_STORED ROWS_

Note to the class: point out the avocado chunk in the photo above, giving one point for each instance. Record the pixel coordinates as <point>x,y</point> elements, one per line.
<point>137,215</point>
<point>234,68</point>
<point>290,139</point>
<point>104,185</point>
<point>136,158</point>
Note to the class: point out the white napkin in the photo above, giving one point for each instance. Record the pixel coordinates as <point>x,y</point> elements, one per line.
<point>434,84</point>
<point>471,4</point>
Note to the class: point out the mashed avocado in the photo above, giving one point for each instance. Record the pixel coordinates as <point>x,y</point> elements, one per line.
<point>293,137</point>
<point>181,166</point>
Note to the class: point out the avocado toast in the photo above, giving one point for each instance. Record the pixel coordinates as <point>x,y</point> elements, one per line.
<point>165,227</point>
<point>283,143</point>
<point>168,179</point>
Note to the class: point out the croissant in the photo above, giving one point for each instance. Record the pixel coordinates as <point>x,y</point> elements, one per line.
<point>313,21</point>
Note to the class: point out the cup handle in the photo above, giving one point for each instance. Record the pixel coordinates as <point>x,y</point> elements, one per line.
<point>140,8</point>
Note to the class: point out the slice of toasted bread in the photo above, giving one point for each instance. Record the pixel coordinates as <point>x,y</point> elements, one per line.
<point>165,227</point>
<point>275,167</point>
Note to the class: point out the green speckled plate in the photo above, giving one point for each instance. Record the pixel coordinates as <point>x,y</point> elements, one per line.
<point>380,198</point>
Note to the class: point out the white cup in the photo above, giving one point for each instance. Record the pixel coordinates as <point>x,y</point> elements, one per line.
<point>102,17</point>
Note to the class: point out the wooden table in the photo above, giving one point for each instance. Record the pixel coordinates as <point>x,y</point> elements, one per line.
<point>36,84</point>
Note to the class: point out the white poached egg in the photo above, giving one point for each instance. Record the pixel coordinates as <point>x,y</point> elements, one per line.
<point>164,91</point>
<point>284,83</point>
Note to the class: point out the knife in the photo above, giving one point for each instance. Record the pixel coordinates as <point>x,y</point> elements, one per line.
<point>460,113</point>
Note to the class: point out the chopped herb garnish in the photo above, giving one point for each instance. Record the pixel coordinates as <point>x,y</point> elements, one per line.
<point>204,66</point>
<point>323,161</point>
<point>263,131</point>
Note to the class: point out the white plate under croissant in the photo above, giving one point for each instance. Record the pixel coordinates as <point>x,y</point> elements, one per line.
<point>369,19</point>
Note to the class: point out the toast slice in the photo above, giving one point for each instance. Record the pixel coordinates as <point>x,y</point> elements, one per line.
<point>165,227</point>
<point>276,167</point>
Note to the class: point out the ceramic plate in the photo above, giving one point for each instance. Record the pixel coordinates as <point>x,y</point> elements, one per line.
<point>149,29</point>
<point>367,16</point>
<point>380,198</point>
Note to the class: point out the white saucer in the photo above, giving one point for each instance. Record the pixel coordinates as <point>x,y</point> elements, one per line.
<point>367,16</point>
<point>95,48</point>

_EXERCISE BRIEF_
In the entries above, find the line containing "Note to the class: point out the white poached". Set down that line and every line after it through the last one, exactly and alone.

_SOLUTION FOR THIS TASK_
Note to the class: point out the white poached egg in the photo above, giving one point for each instance. Record the pixel coordinates as <point>x,y</point> elements, one per line.
<point>164,91</point>
<point>284,83</point>
Note to the class: point out the knife in the photo above, giving one point for each instance. Record the pixel coordinates as <point>x,y</point> elements, one per line.
<point>460,113</point>
Note to the class: point out the chopped herb garnish in the photo above, giving one point for each instance. Record the pixel coordinates as <point>x,y</point> elements, one per line.
<point>204,66</point>
<point>323,161</point>
<point>263,131</point>
Note to the class: point out the white plate under croissant in the photo above, giving one point for each instance. Record the pixel coordinates as <point>x,y</point> elements, one per line.
<point>369,19</point>
Note to the class: point out the toast slice in the photo above, giving one point for each instance. Record the pixel coordinates as <point>x,y</point> elements, one per line.
<point>165,227</point>
<point>276,167</point>
Note to the class: point out the ceramic plate in the photo above, giving one point for each instance. Record the pixel coordinates as <point>x,y</point> elements, one per line.
<point>149,29</point>
<point>367,16</point>
<point>380,198</point>
Note to the class: point out the white saucer in the photo above, giving one point for each instance. Record the pixel coordinates as <point>x,y</point> elements, one per line.
<point>367,16</point>
<point>95,48</point>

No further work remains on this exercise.